### Your goal
Retype the listing below, starting from the line that contains "Note for the class: annotate every instance of the window" and continuing through the final line of the listing, with both ends included.

### Input for this task
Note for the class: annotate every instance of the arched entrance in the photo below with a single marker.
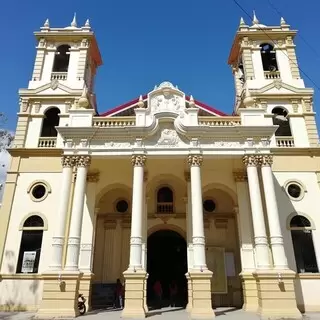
(167, 262)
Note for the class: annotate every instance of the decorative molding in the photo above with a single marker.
(266, 160)
(93, 177)
(240, 175)
(83, 161)
(145, 176)
(138, 160)
(195, 160)
(221, 223)
(68, 161)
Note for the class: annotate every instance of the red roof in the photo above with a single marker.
(131, 103)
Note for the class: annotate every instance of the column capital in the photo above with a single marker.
(138, 160)
(145, 176)
(93, 177)
(251, 160)
(82, 161)
(67, 161)
(240, 176)
(195, 160)
(267, 160)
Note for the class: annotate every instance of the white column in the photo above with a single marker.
(198, 238)
(144, 226)
(59, 233)
(244, 220)
(189, 223)
(276, 238)
(135, 262)
(259, 228)
(72, 262)
(88, 226)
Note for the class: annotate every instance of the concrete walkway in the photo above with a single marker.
(162, 314)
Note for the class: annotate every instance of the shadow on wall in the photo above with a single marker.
(14, 289)
(285, 208)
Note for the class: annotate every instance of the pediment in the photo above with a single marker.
(163, 98)
(52, 88)
(166, 137)
(280, 88)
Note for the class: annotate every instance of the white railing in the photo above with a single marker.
(114, 122)
(272, 75)
(47, 142)
(59, 75)
(219, 121)
(285, 142)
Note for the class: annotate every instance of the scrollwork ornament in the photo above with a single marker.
(67, 161)
(251, 161)
(267, 160)
(83, 161)
(138, 160)
(195, 160)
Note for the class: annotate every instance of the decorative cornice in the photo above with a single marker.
(93, 177)
(138, 160)
(195, 160)
(240, 175)
(251, 160)
(266, 160)
(83, 161)
(68, 161)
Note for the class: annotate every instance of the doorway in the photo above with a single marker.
(167, 262)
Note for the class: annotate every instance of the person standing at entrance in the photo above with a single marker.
(119, 294)
(173, 293)
(157, 288)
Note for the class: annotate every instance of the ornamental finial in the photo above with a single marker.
(74, 21)
(46, 24)
(255, 19)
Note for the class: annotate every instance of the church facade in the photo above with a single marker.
(163, 187)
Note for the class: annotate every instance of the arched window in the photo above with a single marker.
(30, 246)
(302, 241)
(268, 56)
(280, 119)
(165, 200)
(61, 59)
(50, 121)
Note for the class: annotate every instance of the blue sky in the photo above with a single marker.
(146, 42)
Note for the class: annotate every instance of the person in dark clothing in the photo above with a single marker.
(119, 294)
(173, 293)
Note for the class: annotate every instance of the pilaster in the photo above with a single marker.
(199, 275)
(259, 227)
(136, 276)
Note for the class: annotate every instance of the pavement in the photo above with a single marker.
(160, 314)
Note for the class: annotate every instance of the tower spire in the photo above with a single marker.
(74, 21)
(46, 24)
(255, 19)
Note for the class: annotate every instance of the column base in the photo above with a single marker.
(60, 295)
(276, 294)
(134, 303)
(201, 294)
(250, 292)
(189, 305)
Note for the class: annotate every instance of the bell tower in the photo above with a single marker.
(267, 78)
(69, 55)
(64, 70)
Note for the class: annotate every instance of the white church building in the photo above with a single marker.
(163, 188)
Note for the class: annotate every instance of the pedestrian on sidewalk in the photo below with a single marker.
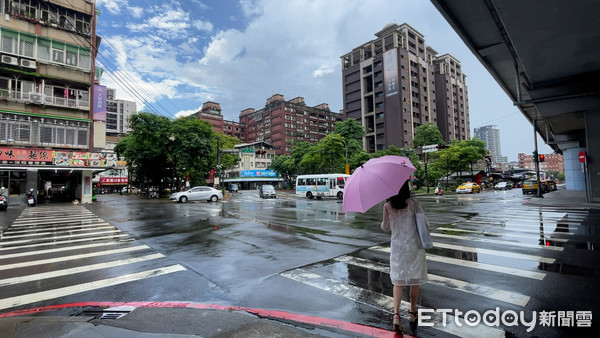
(408, 265)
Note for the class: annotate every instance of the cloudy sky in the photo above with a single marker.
(171, 56)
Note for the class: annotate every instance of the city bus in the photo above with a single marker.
(321, 185)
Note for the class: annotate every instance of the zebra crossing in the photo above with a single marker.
(469, 257)
(62, 250)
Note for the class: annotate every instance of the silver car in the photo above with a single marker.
(197, 194)
(267, 191)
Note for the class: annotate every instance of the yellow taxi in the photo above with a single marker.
(548, 185)
(468, 188)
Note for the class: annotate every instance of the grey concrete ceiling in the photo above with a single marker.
(544, 54)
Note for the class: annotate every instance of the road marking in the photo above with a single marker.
(497, 234)
(78, 288)
(10, 236)
(17, 247)
(495, 241)
(71, 271)
(386, 303)
(476, 265)
(506, 228)
(67, 248)
(456, 284)
(2, 242)
(494, 252)
(73, 257)
(54, 222)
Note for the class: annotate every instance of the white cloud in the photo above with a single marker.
(203, 25)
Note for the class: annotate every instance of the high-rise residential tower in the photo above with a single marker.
(491, 136)
(395, 83)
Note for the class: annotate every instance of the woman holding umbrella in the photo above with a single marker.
(408, 266)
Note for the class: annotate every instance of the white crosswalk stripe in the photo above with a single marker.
(512, 252)
(56, 251)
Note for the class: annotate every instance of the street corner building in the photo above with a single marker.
(52, 106)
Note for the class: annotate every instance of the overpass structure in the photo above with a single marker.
(545, 56)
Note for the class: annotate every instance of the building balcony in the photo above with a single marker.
(42, 99)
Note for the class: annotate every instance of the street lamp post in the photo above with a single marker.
(346, 166)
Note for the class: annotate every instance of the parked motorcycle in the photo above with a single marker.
(31, 198)
(3, 199)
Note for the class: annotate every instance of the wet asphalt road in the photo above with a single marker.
(306, 256)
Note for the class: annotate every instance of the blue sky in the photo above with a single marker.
(171, 56)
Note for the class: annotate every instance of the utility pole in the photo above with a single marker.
(536, 160)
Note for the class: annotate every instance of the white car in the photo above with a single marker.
(197, 194)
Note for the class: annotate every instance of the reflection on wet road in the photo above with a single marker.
(307, 256)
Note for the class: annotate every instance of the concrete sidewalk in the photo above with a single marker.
(169, 319)
(562, 198)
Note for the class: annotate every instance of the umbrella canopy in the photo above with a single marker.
(375, 181)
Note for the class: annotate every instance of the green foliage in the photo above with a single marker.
(427, 134)
(160, 151)
(349, 129)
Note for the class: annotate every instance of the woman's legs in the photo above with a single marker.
(414, 296)
(397, 298)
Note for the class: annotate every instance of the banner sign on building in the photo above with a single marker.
(99, 103)
(113, 180)
(390, 72)
(59, 158)
(259, 173)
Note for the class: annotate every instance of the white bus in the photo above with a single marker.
(321, 185)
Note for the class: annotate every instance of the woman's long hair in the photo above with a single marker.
(399, 201)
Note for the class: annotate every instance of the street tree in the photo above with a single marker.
(145, 147)
(349, 129)
(189, 147)
(327, 156)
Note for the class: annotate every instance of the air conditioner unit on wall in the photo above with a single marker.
(36, 97)
(28, 63)
(11, 60)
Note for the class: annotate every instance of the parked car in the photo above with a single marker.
(530, 187)
(503, 186)
(197, 194)
(267, 191)
(468, 188)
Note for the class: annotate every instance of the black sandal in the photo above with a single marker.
(414, 318)
(397, 324)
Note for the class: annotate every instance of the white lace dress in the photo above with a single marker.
(408, 265)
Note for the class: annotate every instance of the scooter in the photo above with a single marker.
(3, 199)
(31, 198)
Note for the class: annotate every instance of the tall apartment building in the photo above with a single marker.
(452, 105)
(395, 83)
(211, 112)
(284, 123)
(117, 113)
(49, 127)
(491, 136)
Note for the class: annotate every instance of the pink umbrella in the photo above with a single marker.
(375, 181)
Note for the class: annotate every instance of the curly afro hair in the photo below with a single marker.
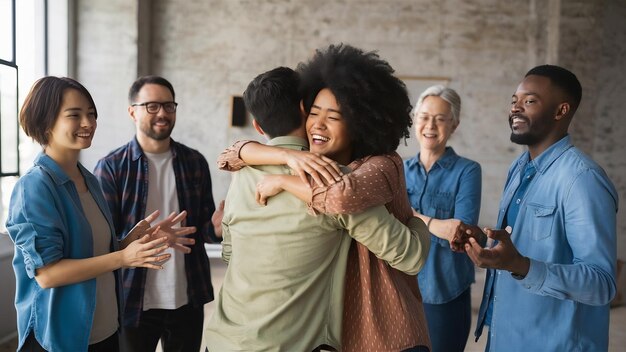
(374, 103)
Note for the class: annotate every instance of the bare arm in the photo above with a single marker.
(323, 170)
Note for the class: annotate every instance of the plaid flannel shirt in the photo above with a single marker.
(123, 175)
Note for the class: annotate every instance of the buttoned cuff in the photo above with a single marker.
(230, 159)
(536, 276)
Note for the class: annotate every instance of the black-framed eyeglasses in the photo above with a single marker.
(152, 107)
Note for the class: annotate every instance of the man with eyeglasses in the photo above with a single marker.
(153, 172)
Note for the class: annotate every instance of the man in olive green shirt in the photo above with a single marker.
(283, 289)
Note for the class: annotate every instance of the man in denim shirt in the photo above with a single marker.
(550, 281)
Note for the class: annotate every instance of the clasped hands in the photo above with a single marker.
(164, 231)
(503, 255)
(322, 170)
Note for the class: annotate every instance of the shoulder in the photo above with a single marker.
(116, 154)
(188, 152)
(467, 164)
(35, 182)
(575, 164)
(384, 162)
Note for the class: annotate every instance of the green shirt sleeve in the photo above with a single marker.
(405, 248)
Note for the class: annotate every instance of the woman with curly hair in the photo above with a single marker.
(357, 113)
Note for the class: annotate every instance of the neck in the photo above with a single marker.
(429, 157)
(536, 149)
(152, 145)
(67, 160)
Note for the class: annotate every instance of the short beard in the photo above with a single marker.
(158, 136)
(524, 139)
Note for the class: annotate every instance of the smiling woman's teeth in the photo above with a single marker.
(320, 138)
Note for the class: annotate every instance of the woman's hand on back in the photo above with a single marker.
(323, 170)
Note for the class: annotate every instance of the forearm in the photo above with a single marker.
(587, 284)
(71, 271)
(436, 227)
(261, 154)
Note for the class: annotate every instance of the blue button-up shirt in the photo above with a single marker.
(47, 223)
(123, 174)
(451, 190)
(566, 227)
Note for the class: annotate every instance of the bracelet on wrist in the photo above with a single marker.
(428, 223)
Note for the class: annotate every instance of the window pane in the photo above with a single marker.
(6, 29)
(8, 119)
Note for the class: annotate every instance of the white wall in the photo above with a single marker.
(210, 50)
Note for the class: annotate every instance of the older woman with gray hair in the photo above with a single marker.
(444, 190)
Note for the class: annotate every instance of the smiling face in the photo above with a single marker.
(434, 124)
(533, 111)
(327, 129)
(157, 126)
(75, 124)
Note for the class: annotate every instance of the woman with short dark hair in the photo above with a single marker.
(67, 256)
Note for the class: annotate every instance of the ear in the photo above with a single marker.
(131, 113)
(257, 127)
(454, 126)
(302, 108)
(562, 111)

### Result of the exercise
Note for the class: annotate every instance of the window pane in the photo above with a single marker.
(6, 29)
(8, 119)
Note for the class: annotate every instance of the white wall in the photo above with a single marker.
(210, 50)
Note for the class: annotate every instance of the older woman with gray hair in the photo above with a single marker.
(444, 190)
Note for the class: annotate every instance of the smiling face in the photo above with a single marker.
(434, 124)
(533, 111)
(327, 129)
(157, 126)
(75, 124)
Note for the class: annotate every instance of the woman with short dark hair in the photo above with a single marker.
(67, 256)
Note for the class: annotate every instance of the ear in the photo above with a single marker.
(131, 113)
(257, 127)
(454, 126)
(302, 108)
(562, 111)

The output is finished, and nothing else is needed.